◆ Exercise
In your answer, set down the records below exactly as they stand, omitting pictures.

Top of Records provided

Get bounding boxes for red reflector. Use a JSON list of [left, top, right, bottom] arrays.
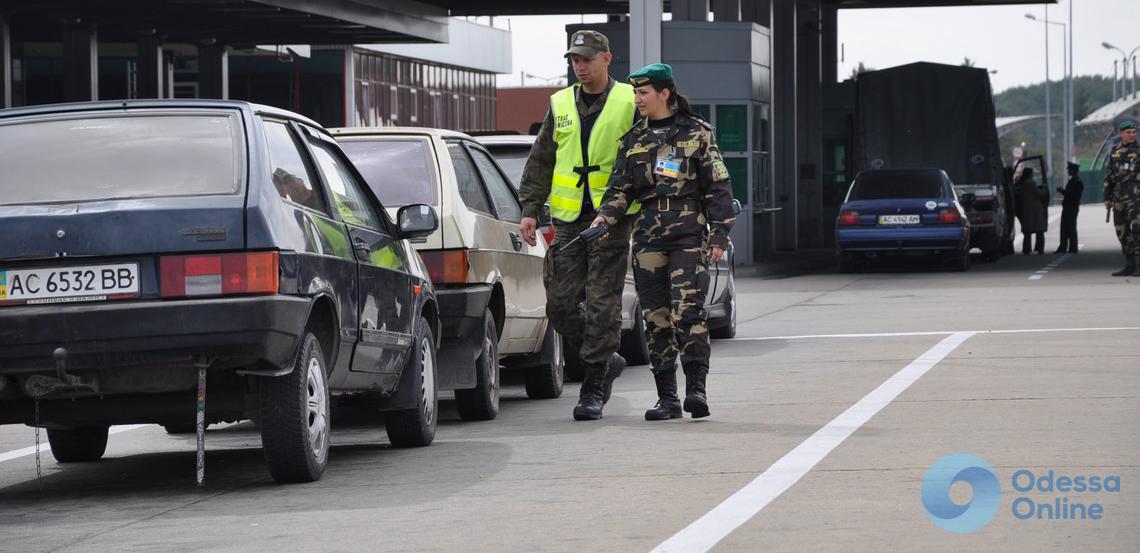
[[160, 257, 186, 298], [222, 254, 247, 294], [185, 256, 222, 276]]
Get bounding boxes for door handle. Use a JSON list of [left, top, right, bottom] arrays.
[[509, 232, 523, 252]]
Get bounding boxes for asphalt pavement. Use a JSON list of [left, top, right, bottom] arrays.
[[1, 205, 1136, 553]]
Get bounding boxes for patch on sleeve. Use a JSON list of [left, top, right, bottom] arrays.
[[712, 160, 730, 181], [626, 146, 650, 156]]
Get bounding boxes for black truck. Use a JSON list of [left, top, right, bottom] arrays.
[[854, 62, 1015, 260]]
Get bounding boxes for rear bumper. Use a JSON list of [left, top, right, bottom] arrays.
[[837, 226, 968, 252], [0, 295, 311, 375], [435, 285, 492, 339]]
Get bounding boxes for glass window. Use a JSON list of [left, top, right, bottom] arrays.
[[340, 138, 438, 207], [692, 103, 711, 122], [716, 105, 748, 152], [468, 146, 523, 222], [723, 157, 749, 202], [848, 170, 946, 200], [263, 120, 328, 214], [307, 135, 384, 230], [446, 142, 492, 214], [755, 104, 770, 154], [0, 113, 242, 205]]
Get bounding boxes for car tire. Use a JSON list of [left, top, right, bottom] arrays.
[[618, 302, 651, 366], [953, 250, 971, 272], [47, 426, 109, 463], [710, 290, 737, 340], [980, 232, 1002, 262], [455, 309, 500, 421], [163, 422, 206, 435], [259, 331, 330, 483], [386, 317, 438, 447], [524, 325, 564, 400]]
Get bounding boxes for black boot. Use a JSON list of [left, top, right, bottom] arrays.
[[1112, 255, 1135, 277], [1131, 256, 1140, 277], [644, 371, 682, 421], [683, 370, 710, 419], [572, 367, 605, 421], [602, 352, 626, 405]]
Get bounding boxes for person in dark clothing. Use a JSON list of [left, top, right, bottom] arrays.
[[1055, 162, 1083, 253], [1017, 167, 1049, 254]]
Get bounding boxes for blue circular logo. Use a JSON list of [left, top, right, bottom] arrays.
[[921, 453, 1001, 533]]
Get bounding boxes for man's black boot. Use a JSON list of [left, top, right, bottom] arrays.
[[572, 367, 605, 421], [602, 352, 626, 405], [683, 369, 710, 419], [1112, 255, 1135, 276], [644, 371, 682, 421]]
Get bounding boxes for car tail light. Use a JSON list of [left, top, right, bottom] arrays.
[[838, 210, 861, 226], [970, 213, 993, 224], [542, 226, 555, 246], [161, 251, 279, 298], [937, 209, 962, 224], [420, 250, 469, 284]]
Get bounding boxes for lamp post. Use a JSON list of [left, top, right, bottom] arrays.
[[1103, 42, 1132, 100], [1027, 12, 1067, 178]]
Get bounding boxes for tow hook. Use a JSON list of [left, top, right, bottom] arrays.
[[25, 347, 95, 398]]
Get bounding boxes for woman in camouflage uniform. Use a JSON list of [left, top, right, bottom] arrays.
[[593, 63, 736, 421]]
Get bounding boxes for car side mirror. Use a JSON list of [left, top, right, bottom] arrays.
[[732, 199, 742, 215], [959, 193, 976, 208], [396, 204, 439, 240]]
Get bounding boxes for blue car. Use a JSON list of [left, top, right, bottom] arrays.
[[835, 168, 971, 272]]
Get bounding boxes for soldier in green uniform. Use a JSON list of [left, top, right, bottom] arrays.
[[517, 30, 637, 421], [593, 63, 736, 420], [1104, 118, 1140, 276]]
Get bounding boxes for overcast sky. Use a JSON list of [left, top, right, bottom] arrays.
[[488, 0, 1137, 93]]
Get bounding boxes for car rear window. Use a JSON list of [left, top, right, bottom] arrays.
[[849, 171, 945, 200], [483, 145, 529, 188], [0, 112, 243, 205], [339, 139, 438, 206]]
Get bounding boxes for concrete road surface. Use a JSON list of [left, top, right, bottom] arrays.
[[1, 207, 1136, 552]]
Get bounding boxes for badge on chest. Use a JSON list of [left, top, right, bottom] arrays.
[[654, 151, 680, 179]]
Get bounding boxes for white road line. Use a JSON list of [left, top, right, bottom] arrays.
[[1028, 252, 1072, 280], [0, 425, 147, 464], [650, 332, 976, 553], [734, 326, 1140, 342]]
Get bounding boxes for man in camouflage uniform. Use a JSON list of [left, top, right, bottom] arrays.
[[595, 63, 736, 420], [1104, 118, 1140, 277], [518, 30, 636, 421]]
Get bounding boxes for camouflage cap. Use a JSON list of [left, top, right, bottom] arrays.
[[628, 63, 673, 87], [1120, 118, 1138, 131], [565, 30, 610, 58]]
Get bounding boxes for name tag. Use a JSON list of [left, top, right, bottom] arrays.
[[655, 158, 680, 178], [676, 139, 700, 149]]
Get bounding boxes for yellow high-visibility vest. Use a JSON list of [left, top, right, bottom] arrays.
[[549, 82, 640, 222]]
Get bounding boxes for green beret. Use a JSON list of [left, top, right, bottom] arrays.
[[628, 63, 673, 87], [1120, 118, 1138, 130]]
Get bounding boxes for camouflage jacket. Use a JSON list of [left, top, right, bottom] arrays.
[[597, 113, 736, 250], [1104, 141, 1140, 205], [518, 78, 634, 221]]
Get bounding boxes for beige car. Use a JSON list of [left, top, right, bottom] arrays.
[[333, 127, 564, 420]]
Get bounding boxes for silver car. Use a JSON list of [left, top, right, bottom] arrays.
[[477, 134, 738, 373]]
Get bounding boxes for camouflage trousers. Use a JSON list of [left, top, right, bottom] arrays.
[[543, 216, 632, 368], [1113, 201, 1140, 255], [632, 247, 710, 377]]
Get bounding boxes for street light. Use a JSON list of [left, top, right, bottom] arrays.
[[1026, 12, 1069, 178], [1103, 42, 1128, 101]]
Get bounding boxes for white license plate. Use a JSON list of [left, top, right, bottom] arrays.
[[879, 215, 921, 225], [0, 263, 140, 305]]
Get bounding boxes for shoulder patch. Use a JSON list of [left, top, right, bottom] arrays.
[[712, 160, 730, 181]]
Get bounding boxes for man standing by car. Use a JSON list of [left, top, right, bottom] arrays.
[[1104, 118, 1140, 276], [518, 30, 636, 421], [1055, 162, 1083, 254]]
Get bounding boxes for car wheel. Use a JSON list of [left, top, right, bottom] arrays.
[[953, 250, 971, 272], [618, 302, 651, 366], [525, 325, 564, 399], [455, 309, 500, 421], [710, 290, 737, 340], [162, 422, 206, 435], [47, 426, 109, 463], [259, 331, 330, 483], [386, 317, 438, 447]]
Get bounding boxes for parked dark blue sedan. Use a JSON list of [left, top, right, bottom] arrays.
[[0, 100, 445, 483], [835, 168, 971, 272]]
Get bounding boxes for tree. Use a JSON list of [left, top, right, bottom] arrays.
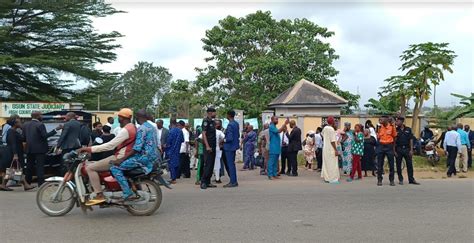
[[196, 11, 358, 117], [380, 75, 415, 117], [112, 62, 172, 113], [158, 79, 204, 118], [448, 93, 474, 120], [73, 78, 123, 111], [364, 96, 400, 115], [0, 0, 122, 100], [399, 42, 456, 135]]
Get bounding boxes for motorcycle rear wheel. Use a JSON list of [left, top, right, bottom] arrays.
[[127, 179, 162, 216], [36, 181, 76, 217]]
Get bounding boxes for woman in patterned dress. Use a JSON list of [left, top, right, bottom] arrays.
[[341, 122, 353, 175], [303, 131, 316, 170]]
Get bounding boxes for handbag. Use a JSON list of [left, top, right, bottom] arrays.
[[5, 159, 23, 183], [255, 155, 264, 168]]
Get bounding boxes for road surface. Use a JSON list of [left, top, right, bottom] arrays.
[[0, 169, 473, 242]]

Bottom of Records provided

◆ Final answer
Get bounding boxes for red reflector. Use a JSON list of [left, top, right, bottom] arrays.
[[160, 257, 186, 298], [222, 254, 247, 294], [185, 256, 222, 276]]
Get bounding boxes for door handle. Use a JSON list of [left, top, right, bottom] arrays.
[[509, 232, 523, 252]]
Get bounding boxes for asphalt pavement. Use a JSON list of [left, top, right, bottom] arrays.
[[1, 205, 1136, 553]]
Get bounding boxes for patch on sleeve. Use a JSON list of [left, top, right, bottom] arrays.
[[712, 160, 730, 181], [626, 146, 650, 156]]
Get bounding boxes for black truck. Use a JSON list of [left, top, right, bottom] arrays.
[[854, 62, 1015, 260]]
Get bounding boxes for rear bumper. Use a JSON list of [left, top, right, bottom] arrays.
[[837, 226, 968, 252], [0, 295, 311, 375], [435, 285, 492, 339]]
Get bounding boxes for glass window. Use a JSON list of [left, top, right, bottom] arrays.
[[340, 138, 438, 207], [692, 103, 711, 122], [716, 105, 748, 152], [468, 146, 523, 222], [723, 157, 749, 202], [848, 170, 946, 200], [263, 120, 328, 214], [307, 135, 384, 230], [446, 142, 492, 214], [755, 104, 770, 154], [0, 113, 242, 205]]
Get bounding boxes for car tire. Use a JSON list of [left, top, right, bottom] arrays.
[[618, 302, 651, 366], [953, 250, 971, 272], [47, 426, 109, 463], [710, 290, 737, 340], [980, 232, 1002, 262], [455, 309, 500, 421], [163, 422, 206, 435], [259, 331, 330, 483], [386, 317, 438, 447], [524, 325, 564, 400]]
Get bounding boxes for black boot. Use a JSON list of [left, top, right, bottom] arrays.
[[1112, 255, 1135, 277], [1131, 256, 1140, 277], [644, 371, 682, 421], [683, 370, 710, 419], [572, 367, 605, 421], [602, 352, 626, 405]]
Get bounding boxes for person in dark clothing. Use a JSON list of [left, top, right, bottom] arrays.
[[1055, 162, 1083, 253], [1017, 167, 1049, 254]]
Get bounding boxes for blue circular logo. Use a JSON list of [left, top, right, bottom] arrays.
[[921, 453, 1001, 533]]
Get bounding boxes for man's black boot. Use a JSON list of [left, top, right, bottom] arrays.
[[572, 367, 605, 421], [602, 352, 626, 405], [683, 369, 710, 419], [1112, 255, 1135, 276], [644, 371, 682, 421]]
Get bounding boxes for car tail light. Use a JSON list of [left, top, right, bottom] arrays.
[[838, 210, 861, 226], [970, 213, 993, 224], [542, 226, 555, 246], [161, 251, 279, 298], [937, 209, 962, 224], [420, 250, 469, 284]]
Get bounding boxes for lamp post. Use a JSON list of [left, top, right, bottom] arrays.
[[1103, 42, 1132, 100], [1027, 12, 1067, 178]]
Get bounding boxes for tow hook. Use a JSON list of [left, top, right, bottom] arrays.
[[25, 347, 95, 398]]
Get bounding boxes for woman in camouflage uniform. Use a JSON list of [left, top, right, bottom] arrays.
[[593, 63, 736, 421]]
Get bounding boxes for car side mirror. Use a JSON list of [left, top, right, bottom] arrays.
[[732, 199, 742, 215], [959, 193, 976, 208], [396, 204, 439, 240]]
Get bounding boxes for blue car. Use a JSON list of [left, top, right, bottom] arrays.
[[835, 168, 971, 272]]
Get bounding boxes for soldier in green uniform. Use a JSON list of [left, top, right, bottom] arrays.
[[517, 30, 637, 421], [593, 63, 736, 420], [1104, 118, 1140, 276]]
Get bounding boxes for overcast sky. Use a JSON list of [left, top, right, bottom] arrays.
[[488, 0, 1137, 93]]
Get bounding boxes for car rear window. Use a JSON list of [left, top, right, bottom] arrays.
[[849, 171, 945, 200], [483, 145, 529, 188], [0, 112, 243, 205], [339, 139, 438, 206]]
Get bounding boxes for concrete road surface. Use a JSON list of [left, top, right, bottom] arrays.
[[1, 207, 1136, 552]]
Get bounding boxes for badge on chest. Use a JSON list of [left, top, right, bottom] arrays.
[[654, 151, 680, 179]]
Get bounding boxes for white road line. Use a JSON list of [left, top, right, bottom] arrays.
[[1028, 252, 1072, 280], [0, 425, 147, 464], [650, 332, 976, 553], [734, 326, 1140, 342]]
Get bounding boxes for man in camouflage uniform. Use a JSON list of [left, top, right, bottom] arrays.
[[595, 63, 736, 420], [1104, 118, 1140, 277], [518, 30, 636, 421]]
Get bounding boxes for camouflage cap. Use a JSON list of [left, top, right, bottom] arrays.
[[628, 63, 673, 87], [1120, 118, 1138, 131], [565, 30, 610, 58]]
Get bounding boxes for name tag. Use a JSON list of [left, top, right, bottom] arrays.
[[655, 158, 680, 178], [676, 139, 700, 149]]
Get bounding boxes for yellow high-visibility vest. Use a JSON list of [left, top, right, bottom] arrays.
[[549, 82, 640, 222]]
Get bounding boxes for green beret. Use a JSON list of [left, top, right, bottom] arrays.
[[628, 63, 673, 87], [1120, 118, 1138, 130]]
Get bounding boxes for camouflage jacket. Use a JSON list of [left, top, right, bottom] arrays.
[[597, 113, 736, 250], [1104, 141, 1140, 205], [518, 78, 634, 221]]
Get bounding boxes for beige car. Use a JSON list of [left, top, right, bottom] arrays.
[[333, 127, 564, 420]]
Get bounding boxes for silver car. Use a JSON list of [left, top, right, bottom] arrays.
[[477, 134, 738, 373]]
Get bounding boxes for camouflage trousers. Use a JSON list of [left, top, right, bottom] arrays.
[[543, 216, 632, 368], [1113, 201, 1140, 255], [632, 247, 710, 377]]
Get bounding boxes for street light. Use a JSON list of [left, top, right, bottom] arrays.
[[1026, 12, 1069, 178], [1103, 42, 1128, 101]]
Get bounding boxes for white license plate. Use a JSON list of [left, top, right, bottom] arrays.
[[879, 215, 921, 225], [0, 263, 140, 305]]
Get bounding boxes for shoulder patch. Use a JSON list of [left, top, right, bottom] arrays.
[[712, 160, 730, 181]]
Get bounding boxes for man standing by car. Use a JSON list of [left, top, right, bottom] arrays.
[[1104, 118, 1140, 276], [518, 30, 636, 421], [1055, 162, 1083, 254]]
Get bounding boxes for car wheel. Use a JSON list of [left, top, right, bottom] arrays.
[[953, 250, 971, 272], [618, 302, 651, 366], [525, 325, 564, 399], [455, 309, 500, 421], [710, 290, 737, 340], [162, 422, 206, 435], [47, 426, 109, 463], [259, 331, 330, 483], [386, 317, 438, 447]]
Get bounding boxes for parked dark blue sedan. Use a JSON list of [left, top, right, bottom] arrays.
[[0, 100, 445, 483], [835, 168, 971, 272]]
Get bounding boxes for tree. Use a JSON list of [left, top, right, bottom] arrays.
[[196, 11, 358, 117], [380, 75, 415, 117], [112, 62, 172, 113], [158, 79, 204, 118], [448, 93, 474, 120], [73, 78, 123, 111], [364, 96, 400, 115], [0, 0, 122, 100], [399, 42, 456, 135]]
Get bounding boxes for motorcycle rear wheel. Use a JSON list of [left, top, right, bottom] arrays.
[[127, 179, 162, 216], [36, 181, 76, 217]]
Get bounding boxes for woman in patterned dress. Use a JSON list of [left, top, right, bottom] arrays.
[[341, 122, 353, 175], [303, 131, 316, 170]]
Get bounding boxes for handbag. Use a JSON list of [left, top, right, bottom] arrays.
[[5, 159, 23, 183], [255, 155, 264, 168]]
Get bounding boxes for road surface. Use a JSON list of [left, top, right, bottom] arrays.
[[0, 169, 473, 242]]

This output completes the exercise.